◆ TEXT
•••••

Friday, October 24, 2014

Employment and Deployment in the fire safety industry



One night while changing my television channels to pick one, I noticed a gentleman talking eloquently and I was for a minute moved and posed for a moment to listen to what he was saying. And he struck me with a point of his statement I heard first “Your prosperity is not in your education but it is in your deployment and not a job”. At this point, I reflected on my career and education and why I went back for my PhD and noted it was true, education only aid in knowledge acquisition to enable you undertake a deployment. Most fire safety professionals I have met are in the profession because it brings food on the table. Dr. Myles Monroe, as it turns out, was being interviewed by one of the most eloquent TV personality, Jeff Koinange in his program dubbed “the bench”.  The teaching moved me to write this article to differentiate, according to Dr. Myles, the employed and the deployed fire professional.

•••••

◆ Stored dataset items
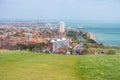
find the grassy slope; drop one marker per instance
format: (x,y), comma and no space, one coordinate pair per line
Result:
(32,66)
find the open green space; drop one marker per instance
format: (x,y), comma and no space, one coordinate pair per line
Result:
(16,65)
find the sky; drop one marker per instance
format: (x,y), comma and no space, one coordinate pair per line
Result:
(60,9)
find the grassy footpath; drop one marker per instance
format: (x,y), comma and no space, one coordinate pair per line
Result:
(33,66)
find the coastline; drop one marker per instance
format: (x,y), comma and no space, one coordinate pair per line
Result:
(92,36)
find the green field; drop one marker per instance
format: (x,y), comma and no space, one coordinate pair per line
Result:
(15,65)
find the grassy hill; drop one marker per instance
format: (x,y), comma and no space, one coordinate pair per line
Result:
(15,65)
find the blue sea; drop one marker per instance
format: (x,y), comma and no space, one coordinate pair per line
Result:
(106,33)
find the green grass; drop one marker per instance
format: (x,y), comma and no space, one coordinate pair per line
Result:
(16,65)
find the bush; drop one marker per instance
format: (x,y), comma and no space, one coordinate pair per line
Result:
(111,52)
(84,52)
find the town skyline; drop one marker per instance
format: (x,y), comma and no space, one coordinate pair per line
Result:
(104,10)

•••••

◆ TASKS TO CARRY OUT
1. Can you sum up the fire safety post in two sentences?
2. Would you carry on with the fire safety post, starting right after its last sentence?

◆ EXPECTED RESPONSES
1. While changing channels one night, the writer heard Dr. Myles Monroe, interviewed by Jeff Koinange on "the bench," say that prosperity lies not in education but in deployment rather than a job. The writer agreed that education only aids knowledge acquisition for deployment, observed that most fire safety professionals the writer has met are in the profession because it puts food on the table, and was moved to write an article distinguishing the employed from the deployed fire professional.

2.
The deployed and the ‘Jobbing’ fire-fighter

The life of any individual, including the fire-fighters, revolved around three items and Dr. Myles mentions them as: Prioritizing, organizing and discipline.  To be great in doing what you love, you need to outline your priorities even if it means changing your friends. Great fire-fighters are those who do their deployment with passion through identifying their priorities, organizing their activities in line with their deployment and upholding discipline. This clearly, according to Dr. Myles, is difference between deployment and jobbing if may call it so. Fire-fighting can be a job but it can also be your deployment depending on how you take it. It is a job when your education dictates so and you feel you have no option and in order to earn you have to do the job. You are obligated to report to the job every morning and have all the ‘leaves’, and finally retire from it feeling relieved because you were in a prison of some sort. Deployment on the other hand, is what you do every day and has a passion for. It is like a calling and the purpose for which you were born. If you are a fire-fighter and this is the feeling, then you are in your deployment.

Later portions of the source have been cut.